# [What to do]
Transcribe each record exactly. Include every one.

Labeled region records:
--- begin ---
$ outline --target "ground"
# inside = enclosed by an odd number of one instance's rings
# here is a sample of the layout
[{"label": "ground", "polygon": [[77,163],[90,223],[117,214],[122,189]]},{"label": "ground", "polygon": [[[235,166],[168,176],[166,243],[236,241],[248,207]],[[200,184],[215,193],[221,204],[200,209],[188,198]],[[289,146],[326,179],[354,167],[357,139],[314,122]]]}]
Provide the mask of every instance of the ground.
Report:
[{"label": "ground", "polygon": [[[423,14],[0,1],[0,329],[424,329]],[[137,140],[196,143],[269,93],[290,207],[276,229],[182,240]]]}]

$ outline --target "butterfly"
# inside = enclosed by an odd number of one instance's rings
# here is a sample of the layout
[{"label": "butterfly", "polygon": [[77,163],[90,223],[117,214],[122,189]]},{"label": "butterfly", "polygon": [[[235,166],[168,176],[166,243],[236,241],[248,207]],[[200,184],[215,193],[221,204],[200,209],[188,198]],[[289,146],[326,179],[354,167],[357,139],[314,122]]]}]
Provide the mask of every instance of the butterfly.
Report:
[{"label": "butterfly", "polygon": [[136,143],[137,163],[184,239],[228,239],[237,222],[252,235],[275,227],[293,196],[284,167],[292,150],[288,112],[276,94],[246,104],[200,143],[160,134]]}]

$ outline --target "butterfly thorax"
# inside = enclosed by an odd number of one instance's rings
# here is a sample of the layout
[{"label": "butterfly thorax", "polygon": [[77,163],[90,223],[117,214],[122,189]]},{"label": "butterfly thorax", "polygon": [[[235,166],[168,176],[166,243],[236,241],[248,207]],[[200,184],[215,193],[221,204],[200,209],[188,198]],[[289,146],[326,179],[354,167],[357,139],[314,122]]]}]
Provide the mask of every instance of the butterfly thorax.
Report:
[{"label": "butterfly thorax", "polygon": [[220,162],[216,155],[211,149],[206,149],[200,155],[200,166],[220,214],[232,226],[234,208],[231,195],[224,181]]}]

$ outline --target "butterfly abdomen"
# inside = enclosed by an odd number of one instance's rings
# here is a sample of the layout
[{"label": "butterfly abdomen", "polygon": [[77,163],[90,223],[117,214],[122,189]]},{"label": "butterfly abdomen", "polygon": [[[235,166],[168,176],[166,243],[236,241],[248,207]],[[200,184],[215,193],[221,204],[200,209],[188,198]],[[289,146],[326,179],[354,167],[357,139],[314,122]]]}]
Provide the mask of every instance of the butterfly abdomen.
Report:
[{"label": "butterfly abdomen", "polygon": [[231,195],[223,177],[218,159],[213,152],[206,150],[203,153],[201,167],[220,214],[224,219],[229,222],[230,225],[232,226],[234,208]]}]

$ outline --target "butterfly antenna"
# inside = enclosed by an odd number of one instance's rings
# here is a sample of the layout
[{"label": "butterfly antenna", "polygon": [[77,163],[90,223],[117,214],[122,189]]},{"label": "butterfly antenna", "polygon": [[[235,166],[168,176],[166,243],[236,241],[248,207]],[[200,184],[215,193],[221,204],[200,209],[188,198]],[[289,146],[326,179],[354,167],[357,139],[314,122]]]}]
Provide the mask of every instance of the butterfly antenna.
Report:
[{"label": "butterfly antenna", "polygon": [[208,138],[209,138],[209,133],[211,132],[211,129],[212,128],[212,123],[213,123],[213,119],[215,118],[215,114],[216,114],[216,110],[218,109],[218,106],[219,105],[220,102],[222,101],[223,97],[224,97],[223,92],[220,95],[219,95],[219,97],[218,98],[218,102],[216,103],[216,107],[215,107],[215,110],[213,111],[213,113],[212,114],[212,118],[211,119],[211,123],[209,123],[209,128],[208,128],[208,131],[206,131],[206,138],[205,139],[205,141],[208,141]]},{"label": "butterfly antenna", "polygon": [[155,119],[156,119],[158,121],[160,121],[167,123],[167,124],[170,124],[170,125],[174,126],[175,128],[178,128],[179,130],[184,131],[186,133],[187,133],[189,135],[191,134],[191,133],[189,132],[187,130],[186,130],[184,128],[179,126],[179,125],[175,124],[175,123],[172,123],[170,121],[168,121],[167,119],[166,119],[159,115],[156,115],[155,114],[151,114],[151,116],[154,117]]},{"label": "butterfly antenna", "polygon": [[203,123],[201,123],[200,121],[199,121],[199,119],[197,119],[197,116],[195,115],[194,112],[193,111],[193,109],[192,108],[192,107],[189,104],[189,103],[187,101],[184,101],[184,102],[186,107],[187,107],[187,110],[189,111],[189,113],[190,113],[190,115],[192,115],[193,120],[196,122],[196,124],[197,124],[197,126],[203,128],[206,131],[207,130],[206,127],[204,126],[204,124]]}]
--- end ---
# [Output for this exercise]
$ outline --target "ground"
# inside = enclosed by an odd number of one instance's rings
# here is a sample of the layout
[{"label": "ground", "polygon": [[77,163],[90,223],[117,214],[122,189]]},{"label": "ground", "polygon": [[[235,166],[168,176],[166,243],[236,241],[248,207]],[[200,184],[215,193],[221,204],[200,209],[188,198]],[[289,146],[326,179],[354,167],[357,139],[314,122]]]}]
Provide the mask of every instance of the ground.
Report:
[{"label": "ground", "polygon": [[[423,14],[0,1],[0,329],[424,329]],[[137,140],[196,143],[269,93],[290,207],[276,229],[182,240]]]}]

$ outline --target "butterfly"
# inside = enclosed by an odd number of one instance's rings
# here is a sample of the layout
[{"label": "butterfly", "polygon": [[77,163],[90,223],[117,214],[122,189]]},{"label": "butterfly", "polygon": [[[235,166],[168,176],[166,243],[236,241],[248,207]],[[200,184],[215,193],[221,204],[200,209],[188,198]],[[289,146],[326,179],[354,167],[357,139],[314,122]]]}]
Provide the mask of every instance of the butterfly.
Report:
[{"label": "butterfly", "polygon": [[136,143],[137,163],[184,239],[228,239],[237,222],[252,235],[275,227],[293,196],[284,167],[292,150],[288,112],[276,94],[246,104],[200,143],[160,134]]}]

$ outline --target "butterfly thorax"
# inside = enclosed by an odd number of one instance's rings
# here is a sample of the layout
[{"label": "butterfly thorax", "polygon": [[77,163],[90,223],[117,214],[122,189]]},{"label": "butterfly thorax", "polygon": [[[235,166],[168,176],[166,243],[236,241],[248,207]],[[200,184],[215,193],[221,204],[200,209],[188,198]],[[289,146],[326,179],[354,167],[357,139],[314,122]]]}]
Provide the mask of every instance of the butterfly thorax.
Report:
[{"label": "butterfly thorax", "polygon": [[220,162],[216,155],[211,149],[206,149],[200,155],[200,166],[220,214],[232,226],[234,208],[231,195],[224,181]]}]

$ outline --target "butterfly abdomen"
# inside = enclosed by an odd number of one instance's rings
# here is a sample of the layout
[{"label": "butterfly abdomen", "polygon": [[77,163],[90,223],[117,214],[122,189]]},{"label": "butterfly abdomen", "polygon": [[[235,166],[168,176],[166,243],[236,241],[248,207]],[[200,184],[215,193],[221,204],[200,209],[188,198]],[[289,146],[326,179],[354,167],[357,139],[314,122]]]}]
Provide the mask of every instance of the butterfly abdomen.
Report:
[{"label": "butterfly abdomen", "polygon": [[231,195],[223,177],[218,159],[213,152],[206,150],[203,153],[201,167],[220,214],[224,219],[229,222],[230,225],[232,226],[234,208]]}]

$ outline --target "butterfly antenna"
# inside = enclosed by an odd number of one instance's rings
# here is a sample of the layout
[{"label": "butterfly antenna", "polygon": [[77,163],[90,223],[117,214],[122,189]]},{"label": "butterfly antenna", "polygon": [[[235,166],[168,176],[166,243],[236,241],[248,207]],[[200,184],[215,193],[221,204],[200,209],[188,198]],[[289,146],[326,179],[354,167],[357,139],[314,122]]]}]
Provide the mask of every instance of the butterfly antenna.
Report:
[{"label": "butterfly antenna", "polygon": [[208,138],[209,138],[209,133],[211,132],[211,129],[212,128],[212,123],[213,123],[213,119],[215,118],[215,114],[216,114],[216,110],[218,109],[218,106],[219,105],[220,102],[222,101],[223,97],[224,97],[223,92],[220,95],[219,95],[219,97],[218,98],[218,102],[216,103],[216,107],[215,107],[215,110],[213,111],[213,113],[212,114],[212,118],[211,119],[211,123],[209,123],[209,128],[208,128],[208,131],[206,131],[206,138],[205,139],[205,141],[208,141]]},{"label": "butterfly antenna", "polygon": [[155,119],[156,119],[158,121],[160,121],[167,123],[167,124],[170,124],[170,125],[174,126],[175,128],[178,128],[179,130],[184,131],[186,133],[187,133],[189,135],[191,134],[191,133],[189,132],[187,130],[186,130],[184,128],[179,126],[179,125],[175,124],[175,123],[172,123],[170,121],[168,121],[167,119],[166,119],[159,115],[156,115],[155,114],[151,114],[151,116],[154,117]]},{"label": "butterfly antenna", "polygon": [[203,123],[201,123],[200,121],[199,121],[199,119],[197,119],[197,116],[195,115],[194,112],[193,111],[193,109],[192,108],[192,107],[189,104],[189,103],[187,101],[184,101],[184,102],[186,107],[187,107],[187,110],[189,111],[189,113],[190,113],[190,115],[192,115],[193,120],[196,122],[196,124],[197,124],[197,126],[203,128],[206,131],[207,130],[206,127],[204,126],[204,124]]}]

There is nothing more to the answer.